Data records

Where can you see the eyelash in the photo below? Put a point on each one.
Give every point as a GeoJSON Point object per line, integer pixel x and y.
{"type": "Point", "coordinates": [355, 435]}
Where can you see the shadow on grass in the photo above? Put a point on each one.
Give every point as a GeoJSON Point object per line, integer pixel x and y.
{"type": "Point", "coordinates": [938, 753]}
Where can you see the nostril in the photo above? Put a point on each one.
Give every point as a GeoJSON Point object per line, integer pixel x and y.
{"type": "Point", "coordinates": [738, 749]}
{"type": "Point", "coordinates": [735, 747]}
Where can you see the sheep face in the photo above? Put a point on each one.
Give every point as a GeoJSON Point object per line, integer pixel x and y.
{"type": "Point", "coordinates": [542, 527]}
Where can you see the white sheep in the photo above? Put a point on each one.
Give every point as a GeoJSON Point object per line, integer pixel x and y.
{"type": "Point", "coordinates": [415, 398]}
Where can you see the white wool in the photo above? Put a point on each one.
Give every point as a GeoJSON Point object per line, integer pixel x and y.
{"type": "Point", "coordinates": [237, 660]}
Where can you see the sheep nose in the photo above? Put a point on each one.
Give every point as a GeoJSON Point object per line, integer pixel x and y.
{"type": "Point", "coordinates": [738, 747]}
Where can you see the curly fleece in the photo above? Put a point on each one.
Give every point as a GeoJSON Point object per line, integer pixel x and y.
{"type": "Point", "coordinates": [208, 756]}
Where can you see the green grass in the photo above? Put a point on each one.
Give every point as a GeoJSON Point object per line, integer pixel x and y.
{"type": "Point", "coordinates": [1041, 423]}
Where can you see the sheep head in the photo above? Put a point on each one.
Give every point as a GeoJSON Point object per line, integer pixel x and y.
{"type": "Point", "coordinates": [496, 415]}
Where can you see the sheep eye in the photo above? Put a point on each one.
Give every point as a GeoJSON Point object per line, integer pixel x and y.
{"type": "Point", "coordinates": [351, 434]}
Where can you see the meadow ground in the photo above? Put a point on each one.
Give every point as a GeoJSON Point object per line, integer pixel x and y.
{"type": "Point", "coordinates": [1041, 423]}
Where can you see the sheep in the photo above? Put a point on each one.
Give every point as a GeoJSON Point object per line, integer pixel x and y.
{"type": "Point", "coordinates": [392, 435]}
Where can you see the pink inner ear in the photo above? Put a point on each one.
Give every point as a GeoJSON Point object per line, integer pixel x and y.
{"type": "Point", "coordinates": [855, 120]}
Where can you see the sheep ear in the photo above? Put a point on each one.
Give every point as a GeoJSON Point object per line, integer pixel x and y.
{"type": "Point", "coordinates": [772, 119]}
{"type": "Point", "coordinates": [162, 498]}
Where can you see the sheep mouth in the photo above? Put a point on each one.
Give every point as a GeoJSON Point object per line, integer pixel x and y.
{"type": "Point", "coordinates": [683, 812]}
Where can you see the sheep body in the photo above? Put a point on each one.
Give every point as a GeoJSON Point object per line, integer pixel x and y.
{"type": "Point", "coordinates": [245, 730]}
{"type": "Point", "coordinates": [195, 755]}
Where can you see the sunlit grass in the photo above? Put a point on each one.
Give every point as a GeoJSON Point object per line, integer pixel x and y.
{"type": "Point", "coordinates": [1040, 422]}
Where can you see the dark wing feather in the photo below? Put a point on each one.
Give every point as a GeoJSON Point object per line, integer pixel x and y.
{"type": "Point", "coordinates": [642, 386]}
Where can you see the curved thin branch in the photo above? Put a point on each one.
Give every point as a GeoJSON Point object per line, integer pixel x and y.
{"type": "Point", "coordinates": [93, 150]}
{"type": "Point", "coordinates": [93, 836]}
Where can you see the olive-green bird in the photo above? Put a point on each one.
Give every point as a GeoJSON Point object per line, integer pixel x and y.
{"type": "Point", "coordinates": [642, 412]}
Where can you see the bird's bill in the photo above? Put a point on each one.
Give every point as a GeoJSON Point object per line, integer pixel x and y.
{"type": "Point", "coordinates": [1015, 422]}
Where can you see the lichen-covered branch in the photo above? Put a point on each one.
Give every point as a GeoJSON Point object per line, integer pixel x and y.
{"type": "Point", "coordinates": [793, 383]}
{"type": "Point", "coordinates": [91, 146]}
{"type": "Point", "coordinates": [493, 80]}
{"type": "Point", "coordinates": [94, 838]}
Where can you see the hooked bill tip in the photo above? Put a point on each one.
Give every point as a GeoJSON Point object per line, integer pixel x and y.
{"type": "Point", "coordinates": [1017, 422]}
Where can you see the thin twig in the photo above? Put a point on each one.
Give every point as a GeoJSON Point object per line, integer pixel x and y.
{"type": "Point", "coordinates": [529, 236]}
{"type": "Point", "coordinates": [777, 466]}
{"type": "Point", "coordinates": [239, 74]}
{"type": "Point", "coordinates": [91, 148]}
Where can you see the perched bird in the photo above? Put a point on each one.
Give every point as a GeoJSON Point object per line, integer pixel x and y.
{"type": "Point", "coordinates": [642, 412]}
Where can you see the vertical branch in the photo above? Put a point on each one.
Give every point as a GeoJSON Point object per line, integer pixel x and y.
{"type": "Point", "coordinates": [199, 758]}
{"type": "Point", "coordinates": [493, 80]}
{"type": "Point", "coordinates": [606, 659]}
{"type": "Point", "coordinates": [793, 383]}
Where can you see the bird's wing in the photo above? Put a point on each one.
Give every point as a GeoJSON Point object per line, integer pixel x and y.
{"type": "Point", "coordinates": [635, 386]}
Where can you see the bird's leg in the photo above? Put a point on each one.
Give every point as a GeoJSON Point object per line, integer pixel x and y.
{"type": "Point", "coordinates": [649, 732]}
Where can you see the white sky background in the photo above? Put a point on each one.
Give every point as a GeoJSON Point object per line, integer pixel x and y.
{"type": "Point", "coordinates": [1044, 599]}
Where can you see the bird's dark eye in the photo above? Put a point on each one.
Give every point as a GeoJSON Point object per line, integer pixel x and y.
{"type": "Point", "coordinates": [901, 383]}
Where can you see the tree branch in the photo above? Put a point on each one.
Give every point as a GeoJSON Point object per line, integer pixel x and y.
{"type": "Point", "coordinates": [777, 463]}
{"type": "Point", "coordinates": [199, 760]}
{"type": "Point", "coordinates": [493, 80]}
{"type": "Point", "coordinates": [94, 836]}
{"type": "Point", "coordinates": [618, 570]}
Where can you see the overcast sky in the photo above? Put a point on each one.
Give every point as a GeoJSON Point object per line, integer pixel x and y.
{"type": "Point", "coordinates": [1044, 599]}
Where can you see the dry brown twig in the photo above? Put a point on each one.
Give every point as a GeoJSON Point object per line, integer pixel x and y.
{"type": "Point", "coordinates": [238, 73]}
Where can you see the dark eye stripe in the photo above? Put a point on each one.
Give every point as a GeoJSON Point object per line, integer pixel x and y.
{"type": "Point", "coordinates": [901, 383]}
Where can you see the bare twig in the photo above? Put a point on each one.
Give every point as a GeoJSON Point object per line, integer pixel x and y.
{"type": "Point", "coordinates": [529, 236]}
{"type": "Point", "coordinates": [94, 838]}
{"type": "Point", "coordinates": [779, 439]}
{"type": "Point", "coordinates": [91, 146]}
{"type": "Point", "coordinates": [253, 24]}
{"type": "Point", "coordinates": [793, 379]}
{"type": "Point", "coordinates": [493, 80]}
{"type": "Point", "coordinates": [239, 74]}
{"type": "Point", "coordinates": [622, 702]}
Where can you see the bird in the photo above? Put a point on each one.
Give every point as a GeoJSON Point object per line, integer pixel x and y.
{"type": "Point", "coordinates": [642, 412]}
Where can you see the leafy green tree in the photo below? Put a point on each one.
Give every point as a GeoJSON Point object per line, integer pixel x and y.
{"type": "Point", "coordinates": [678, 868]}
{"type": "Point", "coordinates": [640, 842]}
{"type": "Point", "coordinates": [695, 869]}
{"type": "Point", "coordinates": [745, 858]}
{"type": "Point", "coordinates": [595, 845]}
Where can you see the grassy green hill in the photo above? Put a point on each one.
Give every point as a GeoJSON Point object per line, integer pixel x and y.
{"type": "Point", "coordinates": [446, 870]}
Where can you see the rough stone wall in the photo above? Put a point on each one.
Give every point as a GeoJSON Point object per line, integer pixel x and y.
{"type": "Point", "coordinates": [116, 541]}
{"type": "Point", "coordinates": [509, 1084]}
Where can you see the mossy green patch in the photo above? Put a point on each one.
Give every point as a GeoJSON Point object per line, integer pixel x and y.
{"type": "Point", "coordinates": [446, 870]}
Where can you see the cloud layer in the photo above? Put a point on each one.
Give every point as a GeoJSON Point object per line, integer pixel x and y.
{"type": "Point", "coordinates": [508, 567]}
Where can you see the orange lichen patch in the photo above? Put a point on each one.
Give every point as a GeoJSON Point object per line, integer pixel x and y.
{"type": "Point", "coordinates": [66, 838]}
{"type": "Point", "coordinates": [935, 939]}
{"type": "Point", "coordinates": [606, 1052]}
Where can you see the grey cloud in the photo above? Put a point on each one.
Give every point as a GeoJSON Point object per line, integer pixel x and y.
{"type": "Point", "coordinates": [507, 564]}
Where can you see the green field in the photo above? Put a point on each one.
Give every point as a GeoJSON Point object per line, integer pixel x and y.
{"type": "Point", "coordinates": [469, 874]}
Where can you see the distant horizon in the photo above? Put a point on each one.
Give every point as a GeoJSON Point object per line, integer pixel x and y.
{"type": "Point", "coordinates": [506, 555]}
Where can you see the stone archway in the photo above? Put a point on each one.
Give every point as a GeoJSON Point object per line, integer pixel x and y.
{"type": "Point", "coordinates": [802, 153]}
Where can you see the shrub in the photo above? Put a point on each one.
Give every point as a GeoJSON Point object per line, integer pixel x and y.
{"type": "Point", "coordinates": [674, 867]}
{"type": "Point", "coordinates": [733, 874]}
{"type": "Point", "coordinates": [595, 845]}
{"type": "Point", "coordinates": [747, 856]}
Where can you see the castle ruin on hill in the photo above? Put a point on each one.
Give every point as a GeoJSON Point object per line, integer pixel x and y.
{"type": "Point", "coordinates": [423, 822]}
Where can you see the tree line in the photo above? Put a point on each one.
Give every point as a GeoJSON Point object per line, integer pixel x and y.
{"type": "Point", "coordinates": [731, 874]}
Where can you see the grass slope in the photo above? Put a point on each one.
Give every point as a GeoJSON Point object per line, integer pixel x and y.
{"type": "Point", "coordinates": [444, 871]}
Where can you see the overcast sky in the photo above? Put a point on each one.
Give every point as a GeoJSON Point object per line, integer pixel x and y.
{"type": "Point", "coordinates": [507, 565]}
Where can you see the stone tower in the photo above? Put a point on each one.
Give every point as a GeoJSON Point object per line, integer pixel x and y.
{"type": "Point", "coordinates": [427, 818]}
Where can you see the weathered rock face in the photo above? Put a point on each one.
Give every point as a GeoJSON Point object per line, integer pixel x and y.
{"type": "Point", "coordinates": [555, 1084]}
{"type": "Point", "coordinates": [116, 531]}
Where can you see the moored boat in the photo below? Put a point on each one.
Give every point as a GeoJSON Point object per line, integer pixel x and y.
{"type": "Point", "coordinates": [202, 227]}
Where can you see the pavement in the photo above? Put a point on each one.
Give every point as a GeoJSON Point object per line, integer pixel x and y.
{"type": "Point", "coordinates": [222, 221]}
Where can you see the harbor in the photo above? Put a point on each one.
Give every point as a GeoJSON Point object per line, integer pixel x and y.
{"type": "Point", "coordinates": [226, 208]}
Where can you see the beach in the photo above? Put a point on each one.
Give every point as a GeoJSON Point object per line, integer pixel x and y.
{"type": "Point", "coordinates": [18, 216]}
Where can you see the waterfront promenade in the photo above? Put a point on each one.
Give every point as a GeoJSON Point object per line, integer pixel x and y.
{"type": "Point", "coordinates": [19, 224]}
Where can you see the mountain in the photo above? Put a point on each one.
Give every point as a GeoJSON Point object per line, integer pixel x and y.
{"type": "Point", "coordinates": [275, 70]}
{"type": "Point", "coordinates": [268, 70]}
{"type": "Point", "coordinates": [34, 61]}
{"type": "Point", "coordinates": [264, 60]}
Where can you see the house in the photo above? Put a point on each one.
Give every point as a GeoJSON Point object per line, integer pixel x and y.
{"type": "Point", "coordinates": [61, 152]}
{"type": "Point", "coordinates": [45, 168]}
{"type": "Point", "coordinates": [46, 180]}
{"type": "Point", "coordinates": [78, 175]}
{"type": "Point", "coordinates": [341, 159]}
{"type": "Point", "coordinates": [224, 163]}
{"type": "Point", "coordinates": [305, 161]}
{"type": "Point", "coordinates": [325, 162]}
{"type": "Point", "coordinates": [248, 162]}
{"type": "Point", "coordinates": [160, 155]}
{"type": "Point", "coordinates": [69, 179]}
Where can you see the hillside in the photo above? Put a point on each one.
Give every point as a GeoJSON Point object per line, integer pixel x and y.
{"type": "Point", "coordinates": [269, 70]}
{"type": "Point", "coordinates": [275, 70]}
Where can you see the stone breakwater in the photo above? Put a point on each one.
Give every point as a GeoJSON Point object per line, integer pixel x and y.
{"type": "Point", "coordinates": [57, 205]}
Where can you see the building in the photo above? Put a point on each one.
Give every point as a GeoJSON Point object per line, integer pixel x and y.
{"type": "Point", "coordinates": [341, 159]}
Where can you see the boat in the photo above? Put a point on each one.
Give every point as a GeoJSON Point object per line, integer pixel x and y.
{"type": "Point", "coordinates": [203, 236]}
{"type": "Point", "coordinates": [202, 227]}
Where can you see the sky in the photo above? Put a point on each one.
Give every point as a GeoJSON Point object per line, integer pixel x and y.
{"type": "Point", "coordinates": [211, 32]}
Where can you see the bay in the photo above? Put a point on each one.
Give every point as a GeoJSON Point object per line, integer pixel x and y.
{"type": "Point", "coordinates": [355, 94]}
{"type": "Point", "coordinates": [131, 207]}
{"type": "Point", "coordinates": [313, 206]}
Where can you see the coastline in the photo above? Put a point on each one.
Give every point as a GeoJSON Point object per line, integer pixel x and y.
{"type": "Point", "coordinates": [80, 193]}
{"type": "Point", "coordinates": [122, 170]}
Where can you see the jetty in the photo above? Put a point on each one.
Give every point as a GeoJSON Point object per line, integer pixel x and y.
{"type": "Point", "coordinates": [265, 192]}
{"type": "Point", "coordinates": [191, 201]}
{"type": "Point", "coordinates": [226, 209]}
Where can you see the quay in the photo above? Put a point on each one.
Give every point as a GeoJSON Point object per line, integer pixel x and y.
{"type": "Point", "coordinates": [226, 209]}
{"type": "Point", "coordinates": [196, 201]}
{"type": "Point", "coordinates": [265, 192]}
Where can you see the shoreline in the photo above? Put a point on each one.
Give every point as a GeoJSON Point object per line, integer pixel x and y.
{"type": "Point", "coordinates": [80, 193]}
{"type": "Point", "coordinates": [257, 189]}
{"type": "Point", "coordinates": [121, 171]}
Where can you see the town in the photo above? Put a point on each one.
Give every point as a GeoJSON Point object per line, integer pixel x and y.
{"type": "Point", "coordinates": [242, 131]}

## Request:
Return only the lines running from the line with "Where can you see the jetty" to the last line of the records, both included, exactly as written.

## Right answer:
Where can you see the jetty in the photo above? Put a point on each one.
Give every point as a GeoJSON Point object per line, integer pixel x and y.
{"type": "Point", "coordinates": [265, 192]}
{"type": "Point", "coordinates": [191, 201]}
{"type": "Point", "coordinates": [226, 209]}
Where can you see the quay in the photo above? Put a point on each one.
Give every point as a GeoJSON Point object per line, integer pixel x and y.
{"type": "Point", "coordinates": [226, 209]}
{"type": "Point", "coordinates": [196, 201]}
{"type": "Point", "coordinates": [265, 192]}
Where can you see the shoreline in the photo above? Put a point on each one.
Give every point as a GeoJSON Point object per line, integer pixel x and y.
{"type": "Point", "coordinates": [80, 193]}
{"type": "Point", "coordinates": [257, 189]}
{"type": "Point", "coordinates": [121, 171]}
Where can you see the town in the photo above? Put a point on each one.
Give every point as a GeoJSON Point object per line, integer pixel x and y.
{"type": "Point", "coordinates": [242, 131]}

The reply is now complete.